WHAT YOU SHOULD DO =
This exercise calls for the listing to be set down exactly.

PROVIDED DATA =
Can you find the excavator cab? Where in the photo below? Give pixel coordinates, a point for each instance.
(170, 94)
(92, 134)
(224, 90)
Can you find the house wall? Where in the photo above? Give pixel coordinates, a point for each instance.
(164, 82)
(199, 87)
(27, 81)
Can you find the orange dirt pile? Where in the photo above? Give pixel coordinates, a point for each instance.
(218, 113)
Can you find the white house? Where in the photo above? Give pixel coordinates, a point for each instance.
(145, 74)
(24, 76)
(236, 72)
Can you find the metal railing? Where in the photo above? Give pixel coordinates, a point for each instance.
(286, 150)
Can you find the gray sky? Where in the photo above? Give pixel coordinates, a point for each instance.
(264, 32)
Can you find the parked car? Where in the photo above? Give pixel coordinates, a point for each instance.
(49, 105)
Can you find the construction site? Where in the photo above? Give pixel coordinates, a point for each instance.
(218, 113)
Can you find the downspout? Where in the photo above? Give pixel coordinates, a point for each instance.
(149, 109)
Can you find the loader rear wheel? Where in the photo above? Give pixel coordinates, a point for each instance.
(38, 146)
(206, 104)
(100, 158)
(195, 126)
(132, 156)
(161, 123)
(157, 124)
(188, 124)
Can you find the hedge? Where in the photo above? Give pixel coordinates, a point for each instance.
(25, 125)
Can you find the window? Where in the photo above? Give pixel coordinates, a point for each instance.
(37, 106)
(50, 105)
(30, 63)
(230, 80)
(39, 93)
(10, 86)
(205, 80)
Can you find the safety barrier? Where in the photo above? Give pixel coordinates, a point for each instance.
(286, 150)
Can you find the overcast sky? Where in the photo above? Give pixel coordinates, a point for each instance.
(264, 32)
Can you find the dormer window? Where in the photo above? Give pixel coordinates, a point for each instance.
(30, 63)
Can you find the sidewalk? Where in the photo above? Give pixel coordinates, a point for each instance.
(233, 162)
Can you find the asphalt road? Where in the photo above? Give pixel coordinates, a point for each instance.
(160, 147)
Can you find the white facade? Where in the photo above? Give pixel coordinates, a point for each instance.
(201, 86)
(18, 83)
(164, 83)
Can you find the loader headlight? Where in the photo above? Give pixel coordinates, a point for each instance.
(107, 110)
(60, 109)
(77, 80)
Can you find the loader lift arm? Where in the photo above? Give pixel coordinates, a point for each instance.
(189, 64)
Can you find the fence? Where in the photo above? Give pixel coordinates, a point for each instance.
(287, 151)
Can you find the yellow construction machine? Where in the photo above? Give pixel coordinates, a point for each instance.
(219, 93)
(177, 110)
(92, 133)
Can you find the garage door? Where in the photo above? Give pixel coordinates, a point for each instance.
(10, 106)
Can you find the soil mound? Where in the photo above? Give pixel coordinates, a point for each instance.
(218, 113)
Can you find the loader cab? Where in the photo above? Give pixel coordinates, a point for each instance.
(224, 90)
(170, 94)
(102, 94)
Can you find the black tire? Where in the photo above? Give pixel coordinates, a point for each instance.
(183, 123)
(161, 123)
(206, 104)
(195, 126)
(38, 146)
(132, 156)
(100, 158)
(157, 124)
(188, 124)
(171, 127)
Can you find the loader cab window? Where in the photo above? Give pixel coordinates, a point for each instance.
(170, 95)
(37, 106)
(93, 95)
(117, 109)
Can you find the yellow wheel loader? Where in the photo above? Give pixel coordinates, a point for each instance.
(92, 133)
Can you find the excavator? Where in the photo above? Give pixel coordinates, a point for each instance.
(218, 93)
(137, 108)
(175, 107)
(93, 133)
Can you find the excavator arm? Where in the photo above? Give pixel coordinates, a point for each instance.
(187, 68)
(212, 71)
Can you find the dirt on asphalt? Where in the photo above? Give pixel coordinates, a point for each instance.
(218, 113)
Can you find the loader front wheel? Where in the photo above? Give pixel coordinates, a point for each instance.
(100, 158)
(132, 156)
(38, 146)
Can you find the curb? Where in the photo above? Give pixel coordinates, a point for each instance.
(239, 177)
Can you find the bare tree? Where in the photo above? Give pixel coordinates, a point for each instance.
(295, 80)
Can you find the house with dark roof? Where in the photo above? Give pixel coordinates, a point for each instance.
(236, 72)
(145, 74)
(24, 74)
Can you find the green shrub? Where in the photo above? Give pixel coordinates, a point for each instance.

SOLUTION =
Can you find the excavator cab? Where in the photo below? Give pixel coordinates, a point for each instance.
(170, 94)
(92, 134)
(224, 90)
Can you find the house wall? Where in the photo above? Give pixel coordinates, a point for each instance.
(164, 82)
(199, 87)
(27, 81)
Can you find the orange dirt pile? Where in the photo above? Give pixel coordinates, a point for each instance.
(218, 113)
Can you find the white house? Where in the photo above? Give pixel coordinates, a point for each instance.
(145, 74)
(24, 76)
(236, 72)
Can you find the metal railing? Where in the photo above? Give pixel coordinates, a point for each instance.
(286, 150)
Can you find the gray sky? Where in the photo above? Give pixel coordinates, a point for each instance.
(264, 32)
Can you find the parked car? Where in the photo above? Give pixel coordinates, a point for each instance.
(49, 105)
Can you find the construction site? Where in the photo above? Give pixel coordinates, a point for each instance.
(218, 113)
Can you find the downspout? Where in the photo above? Give pixel coordinates, a point for each instance.
(149, 109)
Can you find the loader rear wheel? Where in the photo above? Give pixel coordinates, a point for each instance.
(38, 146)
(206, 104)
(100, 158)
(195, 126)
(132, 156)
(161, 123)
(157, 124)
(188, 124)
Can you find the hedge? Where in the photo above? Give pixel coordinates, a point for each instance.
(25, 125)
Can you find the window? Where in the photo above? Give pixel coordinates, a point for each instance.
(37, 106)
(50, 105)
(30, 63)
(230, 80)
(39, 93)
(10, 86)
(205, 80)
Can you find the safety barrier? Where in the photo above? Give pixel coordinates, a point for each instance.
(286, 150)
Can you find the overcast sky? Where in the photo above? Give pixel coordinates, a point for each instance.
(264, 32)
Can you find the dormer window? Where in the photo above? Give pixel coordinates, a point for each instance.
(30, 63)
Can you find the sidewalk? Where in the photo above? Give pixel coordinates, a point for each instance.
(233, 162)
Can you find the asphalt road? Where in the photo above? Give pixel coordinates, a point for each instance.
(160, 147)
Can you find the white facade? Where in the photo above? Give pixel coordinates, a point for each instance.
(201, 86)
(18, 83)
(164, 83)
Can you find the loader headlight? Where in the photo above? Give pixel coordinates, a point for each instance.
(107, 110)
(60, 109)
(77, 80)
Can you find the loader lift arm? Where in the photo above? Give pixel coordinates, a point for each instance.
(189, 64)
Can you find the fence? Where in the photo above? Give pixel coordinates, a point for each instance.
(287, 151)
Can you find the yellow construction machine? Where in the photo above? Give pixel coordinates, a point for each instance.
(219, 93)
(177, 110)
(92, 133)
Can you find the garage door? Where in the photo above? Give pixel coordinates, a point for each instance.
(10, 106)
Can you find the soil mound? Where in the photo above? Give pixel coordinates, a point for each instance.
(218, 113)
Can you find the loader cab? Where in the photo above? Give pixel coordinates, a point for each instance.
(224, 90)
(170, 94)
(102, 94)
Can you find the black tire? Where in the photo above? Give pixel coordinates, a point for each instance.
(183, 123)
(161, 123)
(206, 104)
(195, 126)
(38, 146)
(132, 156)
(100, 158)
(157, 124)
(188, 124)
(171, 127)
Can you find the loader cab window? Where in the photo above? Give pixel coordinates, a point for each instance.
(170, 95)
(37, 106)
(93, 95)
(117, 109)
Can you find the yellow wheel loader? Where in the photo above? Give pixel coordinates, a point for each instance.
(92, 133)
Can you find the excavator? Where in the photo above? Give pixel coordinates, a point for each instance.
(218, 93)
(137, 108)
(175, 107)
(93, 133)
Can you find the excavator arm? Where in the photo above? Give pixel coordinates, a point for each instance.
(187, 68)
(212, 71)
Can you find the dirt on asphalt? Where in the photo above? Give pixel coordinates, a point for each instance.
(218, 113)
Can you find the loader front wheel? Where in the photo above? Give pixel coordinates, a point for each instance.
(100, 158)
(132, 156)
(38, 146)
Can you find the curb? Where in the photo above? Give pixel coordinates, a point for each instance.
(239, 177)
Can you find the bare tree? Where in the photo above? Give pixel coordinates, a point for each instance.
(295, 80)
Can you find the house with dark roof? Where in the photo above? Give pixel coordinates, a point for each instance.
(236, 72)
(145, 74)
(24, 74)
Can you find the green shrub? Where in the photo above? Give pixel coordinates, a point for each instance.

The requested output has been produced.